Going down the data below, set down exactly the line with "Q: Please detect the large" and each line after it through the line with "Q: Please detect the blue"; no other lines.

** Records supplied follows **

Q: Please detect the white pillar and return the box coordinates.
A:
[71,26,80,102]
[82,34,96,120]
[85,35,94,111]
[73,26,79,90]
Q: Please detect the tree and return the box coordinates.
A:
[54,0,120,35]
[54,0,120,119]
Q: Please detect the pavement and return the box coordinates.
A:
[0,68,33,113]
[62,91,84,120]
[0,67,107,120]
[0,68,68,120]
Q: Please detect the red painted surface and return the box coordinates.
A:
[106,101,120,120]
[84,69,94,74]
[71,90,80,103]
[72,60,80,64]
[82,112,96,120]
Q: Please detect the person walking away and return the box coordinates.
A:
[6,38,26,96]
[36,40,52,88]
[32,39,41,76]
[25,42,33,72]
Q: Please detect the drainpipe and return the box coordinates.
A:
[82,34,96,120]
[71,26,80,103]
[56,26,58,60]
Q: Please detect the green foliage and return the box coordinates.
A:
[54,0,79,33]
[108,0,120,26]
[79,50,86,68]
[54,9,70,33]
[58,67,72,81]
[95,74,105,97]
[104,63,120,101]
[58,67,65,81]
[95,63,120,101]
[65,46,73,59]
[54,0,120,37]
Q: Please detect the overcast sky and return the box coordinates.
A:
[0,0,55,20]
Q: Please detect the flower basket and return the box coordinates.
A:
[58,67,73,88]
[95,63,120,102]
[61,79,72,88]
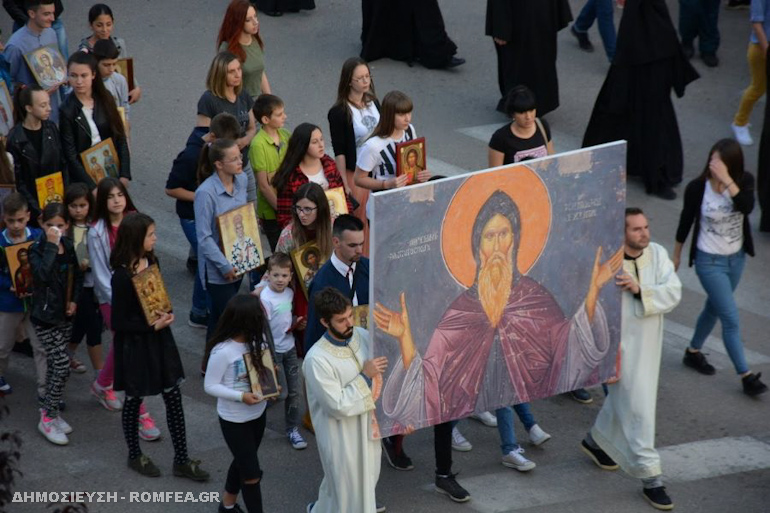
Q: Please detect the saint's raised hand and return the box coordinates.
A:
[374,292,410,339]
[590,246,624,292]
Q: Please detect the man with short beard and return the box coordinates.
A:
[581,208,681,511]
[375,190,623,440]
[303,287,387,513]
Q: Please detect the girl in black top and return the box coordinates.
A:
[59,51,130,191]
[6,84,67,220]
[110,212,209,480]
[673,139,766,396]
[488,86,553,168]
[29,202,83,445]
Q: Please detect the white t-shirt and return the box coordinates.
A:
[307,169,329,189]
[697,180,744,255]
[351,101,380,160]
[260,286,296,353]
[358,124,416,218]
[204,339,268,423]
[81,106,102,147]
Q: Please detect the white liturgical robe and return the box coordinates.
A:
[303,327,381,513]
[592,242,682,478]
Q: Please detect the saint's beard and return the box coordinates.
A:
[478,250,514,328]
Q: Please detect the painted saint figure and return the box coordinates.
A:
[14,247,34,297]
[374,190,623,427]
[103,149,118,178]
[230,213,261,275]
[402,148,423,185]
[43,178,63,206]
[302,247,321,290]
[88,156,105,182]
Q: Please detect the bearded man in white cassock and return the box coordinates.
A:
[303,287,388,513]
[581,208,682,511]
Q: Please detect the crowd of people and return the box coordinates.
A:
[0,0,767,512]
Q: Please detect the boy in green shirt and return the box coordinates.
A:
[249,94,290,251]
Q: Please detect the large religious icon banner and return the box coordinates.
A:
[370,141,627,437]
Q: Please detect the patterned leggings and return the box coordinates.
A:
[34,322,73,419]
[122,386,188,464]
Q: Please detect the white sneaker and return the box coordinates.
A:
[731,123,753,146]
[470,411,498,427]
[527,424,551,446]
[38,412,69,445]
[502,447,536,471]
[451,427,473,452]
[53,415,73,435]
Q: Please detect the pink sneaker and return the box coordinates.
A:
[138,412,161,441]
[38,411,68,445]
[91,381,123,411]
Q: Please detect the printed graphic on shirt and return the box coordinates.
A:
[702,194,742,245]
[231,358,251,394]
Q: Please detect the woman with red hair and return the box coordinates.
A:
[217,0,271,99]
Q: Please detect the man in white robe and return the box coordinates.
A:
[303,287,388,513]
[581,208,682,511]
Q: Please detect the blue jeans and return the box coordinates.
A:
[179,218,207,318]
[573,0,617,61]
[690,249,748,375]
[513,403,535,431]
[679,0,721,55]
[275,348,300,431]
[496,407,520,455]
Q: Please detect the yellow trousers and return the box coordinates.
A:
[734,43,767,127]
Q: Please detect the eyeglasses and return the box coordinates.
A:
[351,74,372,84]
[294,205,318,215]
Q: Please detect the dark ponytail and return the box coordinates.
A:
[12,83,45,125]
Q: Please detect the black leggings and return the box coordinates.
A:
[219,414,266,513]
[122,386,188,464]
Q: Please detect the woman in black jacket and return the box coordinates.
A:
[59,51,130,191]
[29,202,83,445]
[6,84,67,219]
[673,138,767,397]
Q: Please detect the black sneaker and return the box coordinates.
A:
[742,372,768,396]
[702,53,719,67]
[581,440,619,470]
[128,454,161,477]
[570,25,594,52]
[568,388,593,404]
[173,459,210,482]
[12,339,33,357]
[642,486,674,510]
[218,502,244,513]
[683,349,716,375]
[382,437,414,471]
[681,42,694,60]
[435,473,471,503]
[653,186,677,200]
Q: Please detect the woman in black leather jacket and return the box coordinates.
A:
[6,84,67,219]
[59,51,130,191]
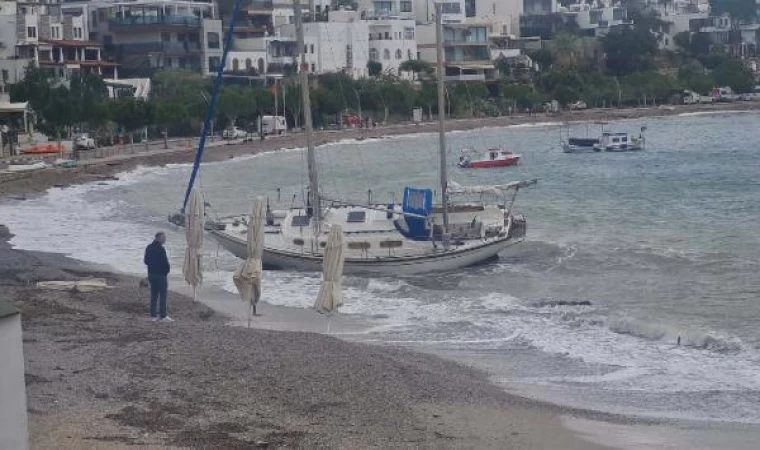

** End of Records supplied **

**Result below:**
Q: Please detect the large religious icon banner and return the box coordinates.
A:
[370,141,627,437]
Q: Please detect the patterned leggings and return the box coordinates.
A:
[34,322,73,419]
[122,386,188,464]
Q: Please detect the white sneaker and return the box coordinates.
A:
[731,123,753,146]
[470,411,498,427]
[527,424,551,446]
[38,412,69,445]
[502,447,536,471]
[451,427,473,452]
[53,415,73,435]
Q: Please detect the pink sneaker and return the box coordinates.
A:
[138,412,161,441]
[38,411,68,445]
[91,381,123,411]
Q: Please detect the printed graphic on shirt and return the box coordinates.
A:
[702,194,742,245]
[231,358,251,394]
Q: Please detect the woman with red hair and return the box coordinates.
A:
[217,0,271,99]
Q: Please detect the man in white robe and return the box coordinates.
A:
[303,287,388,513]
[581,208,682,511]
Q: Please detect the blue jeans and return the box coordinates.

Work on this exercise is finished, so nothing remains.